_WRITTEN PROBLEM_
Keep the pictures out and restate every record exactly.

_SUPPLIED DATA_
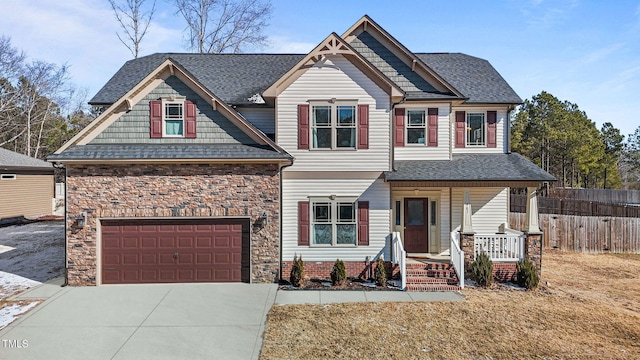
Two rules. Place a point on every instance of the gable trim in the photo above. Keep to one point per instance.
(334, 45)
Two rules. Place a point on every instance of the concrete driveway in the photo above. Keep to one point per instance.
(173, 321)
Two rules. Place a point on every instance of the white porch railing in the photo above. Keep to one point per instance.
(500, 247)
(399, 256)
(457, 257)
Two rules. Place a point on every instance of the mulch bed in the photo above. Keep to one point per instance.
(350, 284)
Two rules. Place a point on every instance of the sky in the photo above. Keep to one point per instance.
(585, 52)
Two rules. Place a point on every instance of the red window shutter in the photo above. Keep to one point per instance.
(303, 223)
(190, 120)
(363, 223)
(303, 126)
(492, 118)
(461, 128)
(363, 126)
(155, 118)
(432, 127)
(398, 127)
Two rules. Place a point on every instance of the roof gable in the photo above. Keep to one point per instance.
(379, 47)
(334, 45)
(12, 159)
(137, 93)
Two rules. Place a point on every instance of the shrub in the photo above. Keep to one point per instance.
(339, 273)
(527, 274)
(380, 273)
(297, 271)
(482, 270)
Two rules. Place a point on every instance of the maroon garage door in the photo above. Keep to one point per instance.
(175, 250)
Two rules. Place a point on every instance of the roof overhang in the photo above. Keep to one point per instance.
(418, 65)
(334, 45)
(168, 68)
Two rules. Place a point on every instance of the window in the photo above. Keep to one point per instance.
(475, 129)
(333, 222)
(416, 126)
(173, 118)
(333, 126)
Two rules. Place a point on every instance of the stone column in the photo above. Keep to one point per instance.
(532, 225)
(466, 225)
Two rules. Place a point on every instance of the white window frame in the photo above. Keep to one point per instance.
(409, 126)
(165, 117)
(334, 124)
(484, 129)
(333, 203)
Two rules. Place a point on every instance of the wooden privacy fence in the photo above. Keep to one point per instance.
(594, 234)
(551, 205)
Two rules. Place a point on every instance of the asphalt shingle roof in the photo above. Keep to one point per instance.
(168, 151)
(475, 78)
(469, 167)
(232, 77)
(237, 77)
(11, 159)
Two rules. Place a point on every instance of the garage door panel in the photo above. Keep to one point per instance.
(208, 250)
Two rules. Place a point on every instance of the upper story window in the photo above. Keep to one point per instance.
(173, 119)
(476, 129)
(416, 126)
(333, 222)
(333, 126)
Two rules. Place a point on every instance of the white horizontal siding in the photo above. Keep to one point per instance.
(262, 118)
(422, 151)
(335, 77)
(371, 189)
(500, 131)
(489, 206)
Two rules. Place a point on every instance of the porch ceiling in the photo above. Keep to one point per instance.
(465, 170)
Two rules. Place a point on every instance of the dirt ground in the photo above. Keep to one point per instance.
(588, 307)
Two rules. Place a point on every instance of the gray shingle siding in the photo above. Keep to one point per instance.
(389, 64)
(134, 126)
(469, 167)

_OUTPUT FOR THIS EXERCISE_
Two rules. Place a point on every instance of the gable trim in the photo above. Keep to one point per instance.
(334, 45)
Two rules. Place a point on every instance of the concrete driveway in the photo above. Keep to one point per instance.
(173, 321)
Two rules. Place a point on every instance of the white porch railing in the photo above. Keep to one point per instance.
(500, 247)
(399, 256)
(457, 257)
Two rules. Place a point on every instance of the mulch bed in the photo above. Keep to one point per instance.
(350, 284)
Two rules. Place a point on every instance of the sky in the photo above. Keep to one point per instance.
(585, 52)
Two rules. Place a point on every instance of the red window shutter in the photo above. Keep to one point per instance.
(303, 223)
(190, 120)
(363, 223)
(303, 126)
(492, 118)
(461, 128)
(363, 126)
(155, 118)
(432, 127)
(398, 127)
Two rules. Place a point on every instance of the roof gable in the photo above. Keep to one point per instance.
(379, 47)
(334, 45)
(12, 159)
(137, 93)
Two rules. Place a point on every instance of the shrub in the photo above. Keep to one point per instance.
(339, 273)
(527, 274)
(380, 273)
(297, 271)
(482, 270)
Two rules. Place a point on every instance of the maroon garage door in the photo above. Keep to one point per instance.
(175, 250)
Two rules. Place a point on every instance of the roof overhang in the photo above. Keep to one point per instance.
(418, 65)
(334, 45)
(168, 68)
Two rules. Place a point on every instance of the window in the photo above. Keep to one point per instance.
(475, 129)
(333, 222)
(416, 126)
(173, 118)
(333, 126)
Two rules. Place a point on every instance of the stone column in the photo above. Keep to one point per instance.
(532, 225)
(466, 225)
Two rules. Place a point on every instance of the white window frame in the photo above. Keep to one point per instance.
(409, 126)
(165, 117)
(334, 124)
(484, 129)
(333, 203)
Two rules. Place a point on every instance of the wooden privacy fence in the photo above. Keep to one point per instance.
(594, 234)
(551, 205)
Two rules. Place a point on every instance of the asphalt shingle roof in the photo above. Keep to one point per instance.
(168, 151)
(475, 78)
(469, 167)
(232, 77)
(237, 77)
(11, 159)
Two rules. Place a point on every instance of the garage door panel in the photo above. Keep to one point per instance.
(208, 250)
Two rules. Place a point on every instance of the upper story window in the photo above. Keep to one point per instance.
(173, 119)
(476, 129)
(416, 126)
(333, 222)
(333, 126)
Two rules. Place a point on every instance of the white horizontal siding in the photo above. Keep to one point per instance.
(262, 118)
(422, 151)
(335, 77)
(371, 189)
(500, 131)
(489, 206)
Two rules. Place a point on every instance of the porch ceiling in the photo above. Keep to one point per instance.
(465, 170)
Two rules. Place a point on every instance of the dirt ground in the photo above. Keep to one point per instance.
(588, 307)
Two rules. Place a point on every instance of the gray shingle siding in the photo above. Keep to one point per instance.
(389, 64)
(134, 126)
(469, 167)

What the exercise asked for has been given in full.